* [DATA SHOWN]:
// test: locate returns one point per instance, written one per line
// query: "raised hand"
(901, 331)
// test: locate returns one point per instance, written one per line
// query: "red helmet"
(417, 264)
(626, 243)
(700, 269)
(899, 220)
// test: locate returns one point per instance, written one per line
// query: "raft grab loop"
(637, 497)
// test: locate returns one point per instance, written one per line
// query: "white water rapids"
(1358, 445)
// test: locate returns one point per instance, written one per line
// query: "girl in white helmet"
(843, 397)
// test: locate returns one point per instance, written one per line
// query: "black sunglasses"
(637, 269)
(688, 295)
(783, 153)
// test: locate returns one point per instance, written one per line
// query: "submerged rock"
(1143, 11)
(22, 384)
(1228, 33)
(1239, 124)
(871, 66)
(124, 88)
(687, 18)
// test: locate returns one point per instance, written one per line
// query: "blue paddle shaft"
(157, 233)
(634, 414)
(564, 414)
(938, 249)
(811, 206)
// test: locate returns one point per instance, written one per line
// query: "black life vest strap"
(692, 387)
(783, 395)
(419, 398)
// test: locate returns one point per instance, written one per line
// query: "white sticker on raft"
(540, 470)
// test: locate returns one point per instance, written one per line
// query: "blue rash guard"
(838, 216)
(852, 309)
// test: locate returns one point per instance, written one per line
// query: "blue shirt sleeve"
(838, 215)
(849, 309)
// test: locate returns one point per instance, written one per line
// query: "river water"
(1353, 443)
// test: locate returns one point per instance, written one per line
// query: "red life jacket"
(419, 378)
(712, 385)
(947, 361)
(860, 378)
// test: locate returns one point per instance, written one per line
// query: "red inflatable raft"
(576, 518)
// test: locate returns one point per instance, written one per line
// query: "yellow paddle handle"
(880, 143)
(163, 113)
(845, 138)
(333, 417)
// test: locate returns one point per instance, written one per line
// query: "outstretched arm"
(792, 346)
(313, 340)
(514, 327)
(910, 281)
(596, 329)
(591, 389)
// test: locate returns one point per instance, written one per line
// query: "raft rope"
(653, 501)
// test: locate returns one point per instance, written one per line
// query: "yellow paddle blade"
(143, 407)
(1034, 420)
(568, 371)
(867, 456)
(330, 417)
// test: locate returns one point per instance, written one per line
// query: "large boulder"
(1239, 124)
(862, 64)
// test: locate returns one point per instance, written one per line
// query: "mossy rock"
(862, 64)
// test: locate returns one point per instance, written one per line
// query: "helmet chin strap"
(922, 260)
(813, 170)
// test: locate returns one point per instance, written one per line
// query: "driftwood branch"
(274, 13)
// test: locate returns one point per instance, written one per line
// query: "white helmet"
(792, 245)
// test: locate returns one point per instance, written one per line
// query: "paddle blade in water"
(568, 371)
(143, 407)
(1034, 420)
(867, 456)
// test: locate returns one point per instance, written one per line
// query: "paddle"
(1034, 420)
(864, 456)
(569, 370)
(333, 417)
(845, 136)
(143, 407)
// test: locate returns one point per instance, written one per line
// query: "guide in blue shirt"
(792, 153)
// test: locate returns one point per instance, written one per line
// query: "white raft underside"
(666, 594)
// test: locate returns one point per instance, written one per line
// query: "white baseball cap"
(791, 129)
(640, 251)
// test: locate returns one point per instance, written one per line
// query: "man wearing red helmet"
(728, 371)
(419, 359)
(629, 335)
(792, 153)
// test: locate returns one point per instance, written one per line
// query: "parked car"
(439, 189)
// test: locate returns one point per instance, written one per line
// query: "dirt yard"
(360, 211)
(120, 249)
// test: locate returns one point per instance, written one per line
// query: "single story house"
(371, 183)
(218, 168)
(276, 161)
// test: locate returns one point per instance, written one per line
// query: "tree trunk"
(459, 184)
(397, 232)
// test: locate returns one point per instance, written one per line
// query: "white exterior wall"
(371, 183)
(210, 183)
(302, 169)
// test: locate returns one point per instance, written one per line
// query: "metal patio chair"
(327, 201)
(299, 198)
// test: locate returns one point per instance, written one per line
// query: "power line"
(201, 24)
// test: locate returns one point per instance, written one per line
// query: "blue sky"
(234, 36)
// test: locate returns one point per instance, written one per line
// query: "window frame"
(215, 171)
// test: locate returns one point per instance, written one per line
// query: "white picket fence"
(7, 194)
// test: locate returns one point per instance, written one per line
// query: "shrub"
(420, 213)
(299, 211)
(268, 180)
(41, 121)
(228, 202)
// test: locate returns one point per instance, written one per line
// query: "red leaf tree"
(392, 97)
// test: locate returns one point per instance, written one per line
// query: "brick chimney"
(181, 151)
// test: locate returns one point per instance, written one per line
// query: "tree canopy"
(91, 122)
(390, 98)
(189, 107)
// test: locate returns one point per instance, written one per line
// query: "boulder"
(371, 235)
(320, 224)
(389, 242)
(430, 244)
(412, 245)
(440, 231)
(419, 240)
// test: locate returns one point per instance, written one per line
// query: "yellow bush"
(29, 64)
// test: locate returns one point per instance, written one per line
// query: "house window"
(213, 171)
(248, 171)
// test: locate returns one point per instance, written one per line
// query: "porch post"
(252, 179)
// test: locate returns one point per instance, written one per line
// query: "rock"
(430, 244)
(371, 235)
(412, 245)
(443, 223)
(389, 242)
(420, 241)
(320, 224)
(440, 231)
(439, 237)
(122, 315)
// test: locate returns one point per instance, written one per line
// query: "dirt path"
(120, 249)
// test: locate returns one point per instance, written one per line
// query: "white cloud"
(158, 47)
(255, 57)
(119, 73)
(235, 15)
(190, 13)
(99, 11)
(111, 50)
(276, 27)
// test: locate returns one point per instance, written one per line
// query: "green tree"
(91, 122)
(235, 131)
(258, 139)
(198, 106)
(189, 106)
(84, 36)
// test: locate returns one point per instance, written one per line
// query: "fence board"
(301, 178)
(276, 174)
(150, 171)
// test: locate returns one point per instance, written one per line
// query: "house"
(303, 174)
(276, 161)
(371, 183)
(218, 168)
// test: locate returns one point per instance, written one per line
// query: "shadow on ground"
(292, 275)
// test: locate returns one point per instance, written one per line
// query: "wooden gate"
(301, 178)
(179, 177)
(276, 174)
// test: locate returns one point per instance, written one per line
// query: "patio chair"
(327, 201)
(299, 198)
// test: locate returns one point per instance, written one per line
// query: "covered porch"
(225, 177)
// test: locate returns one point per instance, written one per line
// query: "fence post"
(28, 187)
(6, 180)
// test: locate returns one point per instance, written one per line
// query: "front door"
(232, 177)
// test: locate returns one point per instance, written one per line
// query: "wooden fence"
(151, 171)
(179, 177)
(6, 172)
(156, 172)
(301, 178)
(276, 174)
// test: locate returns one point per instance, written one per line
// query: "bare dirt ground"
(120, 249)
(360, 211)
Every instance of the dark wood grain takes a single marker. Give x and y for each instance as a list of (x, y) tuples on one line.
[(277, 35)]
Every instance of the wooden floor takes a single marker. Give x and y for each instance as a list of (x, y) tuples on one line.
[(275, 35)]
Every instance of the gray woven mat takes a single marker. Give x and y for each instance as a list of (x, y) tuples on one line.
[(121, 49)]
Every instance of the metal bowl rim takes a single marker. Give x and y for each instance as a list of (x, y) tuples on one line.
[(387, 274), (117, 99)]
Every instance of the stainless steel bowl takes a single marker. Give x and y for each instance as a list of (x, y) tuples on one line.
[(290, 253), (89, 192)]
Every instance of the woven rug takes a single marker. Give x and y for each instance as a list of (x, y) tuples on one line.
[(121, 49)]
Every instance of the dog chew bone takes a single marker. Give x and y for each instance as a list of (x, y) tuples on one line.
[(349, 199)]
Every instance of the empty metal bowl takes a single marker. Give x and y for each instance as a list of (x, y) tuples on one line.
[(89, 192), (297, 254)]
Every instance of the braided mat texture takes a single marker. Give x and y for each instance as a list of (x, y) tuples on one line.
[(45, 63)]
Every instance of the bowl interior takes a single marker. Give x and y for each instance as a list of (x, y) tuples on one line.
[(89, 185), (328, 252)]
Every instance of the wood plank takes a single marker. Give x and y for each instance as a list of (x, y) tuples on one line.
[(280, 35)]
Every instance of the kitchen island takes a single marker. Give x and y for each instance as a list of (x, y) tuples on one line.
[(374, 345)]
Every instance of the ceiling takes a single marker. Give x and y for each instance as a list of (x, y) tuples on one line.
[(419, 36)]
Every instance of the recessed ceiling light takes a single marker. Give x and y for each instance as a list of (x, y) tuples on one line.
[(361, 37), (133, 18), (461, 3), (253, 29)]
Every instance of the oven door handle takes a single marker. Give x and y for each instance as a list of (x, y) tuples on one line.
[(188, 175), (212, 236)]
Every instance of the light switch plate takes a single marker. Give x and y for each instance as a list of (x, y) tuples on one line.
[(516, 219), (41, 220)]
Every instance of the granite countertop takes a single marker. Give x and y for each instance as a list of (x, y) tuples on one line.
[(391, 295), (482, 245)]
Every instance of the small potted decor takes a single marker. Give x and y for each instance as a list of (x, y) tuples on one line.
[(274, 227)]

* [AIM OF THE EXERCISE]:
Only the lines from the one containing "Every instance of the light" to the end of the listing belong in the output, each reproduced exactly.

* [EXPECTED ANSWER]:
Every instance of the light switch plate takes a single marker. Give x and y for each instance as a list of (x, y) tuples on one line.
[(516, 219), (41, 220)]
Every instance of the granite countertop takes a single marker. Give x and y for each instance as a list of (x, y) tuples on one line.
[(391, 295), (482, 245)]
Every instance of the small potted decor takes a single marker. Give x and y for each instance as a list of (x, y) tuples on one line.
[(274, 227)]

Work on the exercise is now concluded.